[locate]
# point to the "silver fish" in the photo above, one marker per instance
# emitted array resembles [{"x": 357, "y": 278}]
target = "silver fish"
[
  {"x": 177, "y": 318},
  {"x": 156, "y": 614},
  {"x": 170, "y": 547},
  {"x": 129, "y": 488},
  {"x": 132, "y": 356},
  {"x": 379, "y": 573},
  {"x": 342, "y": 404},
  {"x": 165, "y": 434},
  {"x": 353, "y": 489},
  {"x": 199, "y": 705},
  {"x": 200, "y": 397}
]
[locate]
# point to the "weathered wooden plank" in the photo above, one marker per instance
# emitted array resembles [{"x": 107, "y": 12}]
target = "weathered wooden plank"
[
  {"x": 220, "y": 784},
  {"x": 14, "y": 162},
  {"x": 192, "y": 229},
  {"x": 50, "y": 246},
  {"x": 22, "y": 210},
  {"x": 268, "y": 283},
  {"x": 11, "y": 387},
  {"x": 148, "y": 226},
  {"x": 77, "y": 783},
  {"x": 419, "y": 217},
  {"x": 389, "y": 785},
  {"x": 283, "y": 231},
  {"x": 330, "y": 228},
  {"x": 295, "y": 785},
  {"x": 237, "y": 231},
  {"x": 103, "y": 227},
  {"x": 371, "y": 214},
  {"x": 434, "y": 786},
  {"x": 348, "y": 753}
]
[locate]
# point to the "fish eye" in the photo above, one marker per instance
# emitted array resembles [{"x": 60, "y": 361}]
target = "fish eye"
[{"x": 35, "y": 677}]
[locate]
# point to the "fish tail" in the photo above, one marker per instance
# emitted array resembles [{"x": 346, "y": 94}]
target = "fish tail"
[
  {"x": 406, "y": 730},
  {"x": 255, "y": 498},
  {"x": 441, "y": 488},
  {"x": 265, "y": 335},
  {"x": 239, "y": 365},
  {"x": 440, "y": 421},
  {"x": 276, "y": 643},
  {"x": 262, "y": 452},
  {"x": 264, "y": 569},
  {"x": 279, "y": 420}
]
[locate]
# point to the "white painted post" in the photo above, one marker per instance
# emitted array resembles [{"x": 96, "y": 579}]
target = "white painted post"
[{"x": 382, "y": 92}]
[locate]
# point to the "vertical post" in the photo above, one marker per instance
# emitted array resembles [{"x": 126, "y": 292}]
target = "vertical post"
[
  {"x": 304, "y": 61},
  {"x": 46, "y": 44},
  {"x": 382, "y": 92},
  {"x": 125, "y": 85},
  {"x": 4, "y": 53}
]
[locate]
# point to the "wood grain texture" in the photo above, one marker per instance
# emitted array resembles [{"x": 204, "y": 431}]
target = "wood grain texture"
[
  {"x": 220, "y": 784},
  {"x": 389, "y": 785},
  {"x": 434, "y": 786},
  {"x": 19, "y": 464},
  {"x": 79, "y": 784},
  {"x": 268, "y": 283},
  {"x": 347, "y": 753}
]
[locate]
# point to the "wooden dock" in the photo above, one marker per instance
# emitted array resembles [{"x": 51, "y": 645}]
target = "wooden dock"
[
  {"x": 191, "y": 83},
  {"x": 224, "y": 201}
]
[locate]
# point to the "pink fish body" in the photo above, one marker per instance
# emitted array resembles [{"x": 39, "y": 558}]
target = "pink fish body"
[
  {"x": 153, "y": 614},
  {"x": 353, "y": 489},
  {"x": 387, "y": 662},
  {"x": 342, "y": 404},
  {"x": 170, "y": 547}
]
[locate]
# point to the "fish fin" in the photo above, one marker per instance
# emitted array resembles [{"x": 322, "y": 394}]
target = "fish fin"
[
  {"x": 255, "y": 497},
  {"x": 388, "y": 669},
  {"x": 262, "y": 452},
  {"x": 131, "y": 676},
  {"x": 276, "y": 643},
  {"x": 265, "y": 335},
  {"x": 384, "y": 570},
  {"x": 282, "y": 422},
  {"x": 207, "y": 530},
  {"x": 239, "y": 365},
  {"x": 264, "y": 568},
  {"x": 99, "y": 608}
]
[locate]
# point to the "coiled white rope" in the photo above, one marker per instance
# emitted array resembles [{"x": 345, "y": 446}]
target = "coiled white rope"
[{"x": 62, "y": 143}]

TASK DETAILS - Each line must be given again exactly as written above.

FINAL RESULT -
[locate]
# point to the "silver fish" in the photo above, one marker per instance
# emitted array resembles [{"x": 357, "y": 278}]
target = "silver fish"
[
  {"x": 177, "y": 318},
  {"x": 156, "y": 614},
  {"x": 170, "y": 547},
  {"x": 129, "y": 488},
  {"x": 132, "y": 356},
  {"x": 379, "y": 573},
  {"x": 342, "y": 404},
  {"x": 165, "y": 434},
  {"x": 353, "y": 489},
  {"x": 199, "y": 705},
  {"x": 200, "y": 397}
]
[locate]
# point to the "weathered wooden plank" in the photo above, one marker per instance
# emitted array resembles [{"x": 107, "y": 12}]
target = "weathered wooden plank"
[
  {"x": 220, "y": 784},
  {"x": 14, "y": 162},
  {"x": 192, "y": 229},
  {"x": 50, "y": 246},
  {"x": 22, "y": 210},
  {"x": 268, "y": 283},
  {"x": 11, "y": 387},
  {"x": 148, "y": 226},
  {"x": 77, "y": 783},
  {"x": 419, "y": 217},
  {"x": 389, "y": 785},
  {"x": 283, "y": 231},
  {"x": 330, "y": 228},
  {"x": 295, "y": 785},
  {"x": 237, "y": 231},
  {"x": 103, "y": 227},
  {"x": 371, "y": 214},
  {"x": 434, "y": 786},
  {"x": 348, "y": 753}
]
[locate]
# point to the "fish eye" in the photo above, one marker per instance
# emitted array resembles [{"x": 60, "y": 361}]
target = "fish eye"
[{"x": 35, "y": 677}]
[locate]
# point to the "fish tail" in the photo above, one marker per instance
# emitted array resembles [{"x": 346, "y": 94}]
target = "fish tail"
[
  {"x": 406, "y": 730},
  {"x": 255, "y": 498},
  {"x": 441, "y": 488},
  {"x": 265, "y": 335},
  {"x": 239, "y": 365},
  {"x": 440, "y": 421},
  {"x": 276, "y": 643},
  {"x": 262, "y": 452},
  {"x": 264, "y": 569},
  {"x": 279, "y": 420}
]
[locate]
# point to the "white painted post" in the photo above, one marker per instance
# emitted array resembles [{"x": 96, "y": 579}]
target = "white painted post"
[{"x": 382, "y": 92}]
[locate]
# point to the "vertical post" in the photo above, one marker per instance
# emitted array resembles [{"x": 126, "y": 292}]
target = "vertical post"
[
  {"x": 304, "y": 61},
  {"x": 46, "y": 44},
  {"x": 382, "y": 92},
  {"x": 125, "y": 85},
  {"x": 4, "y": 53}
]
[locate]
# point to the "wood grain texture" in the photo above, one marker per instance
# emitted array resembles [{"x": 204, "y": 431}]
target = "wood grain texture"
[
  {"x": 220, "y": 784},
  {"x": 389, "y": 785},
  {"x": 434, "y": 786},
  {"x": 19, "y": 464},
  {"x": 79, "y": 784},
  {"x": 268, "y": 283},
  {"x": 347, "y": 753}
]
[locate]
# point to the "wooden dock" in the photo above, one marker per instance
# emitted array resembles [{"x": 51, "y": 645}]
target = "wooden dock"
[
  {"x": 191, "y": 83},
  {"x": 224, "y": 201}
]
[locate]
# point to the "pink fish body" in the photo above, one marker per instance
# emitted array resembles [{"x": 39, "y": 558}]
target = "pink fish body"
[
  {"x": 153, "y": 614},
  {"x": 353, "y": 489},
  {"x": 387, "y": 662},
  {"x": 342, "y": 404},
  {"x": 170, "y": 547}
]
[locate]
# point to the "fish fin" in the photo above, one marker per instance
# emitted array resembles [{"x": 322, "y": 394}]
target = "fish fin"
[
  {"x": 255, "y": 497},
  {"x": 388, "y": 669},
  {"x": 262, "y": 452},
  {"x": 131, "y": 676},
  {"x": 276, "y": 643},
  {"x": 265, "y": 335},
  {"x": 384, "y": 570},
  {"x": 282, "y": 422},
  {"x": 207, "y": 530},
  {"x": 239, "y": 365},
  {"x": 264, "y": 568},
  {"x": 99, "y": 608}
]
[locate]
# point to the "coiled white rope" in the photo above, one marker per instance
# emitted array resembles [{"x": 345, "y": 446}]
target = "coiled white rope"
[{"x": 62, "y": 143}]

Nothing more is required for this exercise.